**TASK OBJECTIVE:** Convert the lines in the rows below into a JSON list of strings, one string per line and blank lines omitted. Begin at the line that contains "Target: saffron flag" and stop after the line that contains "top-left (88, 267), bottom-right (125, 429)".

□ □ □ □

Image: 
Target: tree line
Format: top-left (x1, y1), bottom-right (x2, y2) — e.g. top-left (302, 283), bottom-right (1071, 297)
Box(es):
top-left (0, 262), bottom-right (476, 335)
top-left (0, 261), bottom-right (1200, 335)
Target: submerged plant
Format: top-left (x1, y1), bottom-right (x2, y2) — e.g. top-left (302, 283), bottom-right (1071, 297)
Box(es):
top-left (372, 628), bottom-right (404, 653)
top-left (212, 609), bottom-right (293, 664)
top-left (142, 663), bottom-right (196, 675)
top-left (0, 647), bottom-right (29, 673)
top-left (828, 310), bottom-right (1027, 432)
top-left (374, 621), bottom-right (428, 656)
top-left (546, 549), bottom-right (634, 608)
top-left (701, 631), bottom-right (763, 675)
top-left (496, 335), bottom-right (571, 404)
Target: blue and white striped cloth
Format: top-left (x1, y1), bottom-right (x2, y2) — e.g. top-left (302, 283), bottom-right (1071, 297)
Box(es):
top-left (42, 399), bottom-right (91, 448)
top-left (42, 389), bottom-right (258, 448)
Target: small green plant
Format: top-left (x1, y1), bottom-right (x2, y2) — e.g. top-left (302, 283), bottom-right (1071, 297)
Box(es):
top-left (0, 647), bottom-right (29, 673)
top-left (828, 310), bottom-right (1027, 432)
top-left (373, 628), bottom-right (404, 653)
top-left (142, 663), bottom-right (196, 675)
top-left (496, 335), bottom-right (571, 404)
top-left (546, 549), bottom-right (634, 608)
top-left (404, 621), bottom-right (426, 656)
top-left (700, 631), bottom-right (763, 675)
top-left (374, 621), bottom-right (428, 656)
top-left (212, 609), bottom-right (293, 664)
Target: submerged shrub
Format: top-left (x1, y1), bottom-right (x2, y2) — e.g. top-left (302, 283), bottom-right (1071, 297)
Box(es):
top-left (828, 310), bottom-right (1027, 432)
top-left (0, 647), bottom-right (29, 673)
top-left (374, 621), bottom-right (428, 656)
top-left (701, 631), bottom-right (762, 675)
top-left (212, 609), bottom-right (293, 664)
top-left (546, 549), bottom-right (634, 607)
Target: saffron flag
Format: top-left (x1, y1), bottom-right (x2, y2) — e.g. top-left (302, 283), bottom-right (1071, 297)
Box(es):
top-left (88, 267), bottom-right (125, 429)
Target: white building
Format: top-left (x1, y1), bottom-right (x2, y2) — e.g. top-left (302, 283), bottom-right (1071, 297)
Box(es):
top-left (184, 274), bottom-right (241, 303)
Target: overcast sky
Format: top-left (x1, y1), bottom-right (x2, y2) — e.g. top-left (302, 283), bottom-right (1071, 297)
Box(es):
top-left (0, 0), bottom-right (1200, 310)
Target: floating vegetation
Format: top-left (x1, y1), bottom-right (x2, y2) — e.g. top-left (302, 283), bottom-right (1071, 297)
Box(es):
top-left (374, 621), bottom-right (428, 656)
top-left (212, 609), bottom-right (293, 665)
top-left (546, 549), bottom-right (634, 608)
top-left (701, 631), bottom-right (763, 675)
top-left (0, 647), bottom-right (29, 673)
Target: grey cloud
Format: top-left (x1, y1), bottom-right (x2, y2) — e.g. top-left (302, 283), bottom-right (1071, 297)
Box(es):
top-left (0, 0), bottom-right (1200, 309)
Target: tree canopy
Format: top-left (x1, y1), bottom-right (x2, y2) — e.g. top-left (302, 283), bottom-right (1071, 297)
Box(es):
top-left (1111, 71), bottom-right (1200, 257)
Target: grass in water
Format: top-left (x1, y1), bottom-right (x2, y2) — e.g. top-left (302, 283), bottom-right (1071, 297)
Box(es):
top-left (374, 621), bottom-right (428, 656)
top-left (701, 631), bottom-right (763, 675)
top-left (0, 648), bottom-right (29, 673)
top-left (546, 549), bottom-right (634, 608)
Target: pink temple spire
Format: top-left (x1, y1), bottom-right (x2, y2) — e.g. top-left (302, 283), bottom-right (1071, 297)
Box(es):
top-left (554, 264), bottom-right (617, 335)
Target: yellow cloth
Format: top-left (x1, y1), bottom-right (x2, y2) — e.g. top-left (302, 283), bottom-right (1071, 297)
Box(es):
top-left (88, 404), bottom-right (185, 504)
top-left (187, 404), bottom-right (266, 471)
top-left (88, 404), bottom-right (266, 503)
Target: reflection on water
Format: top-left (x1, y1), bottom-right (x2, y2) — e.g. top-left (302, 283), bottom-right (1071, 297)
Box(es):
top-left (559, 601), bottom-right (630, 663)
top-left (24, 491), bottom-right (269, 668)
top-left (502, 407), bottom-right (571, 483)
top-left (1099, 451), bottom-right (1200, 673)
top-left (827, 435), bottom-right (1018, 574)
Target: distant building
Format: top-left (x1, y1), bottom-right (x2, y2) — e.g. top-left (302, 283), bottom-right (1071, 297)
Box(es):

□ □ □ □

**TASK RESPONSE:**
[
  "Target: saffron flag",
  "Format: top-left (x1, y1), bottom-right (x2, y2) — e.g. top-left (302, 283), bottom-right (1071, 297)",
  "Box(es):",
  "top-left (88, 267), bottom-right (125, 429)"
]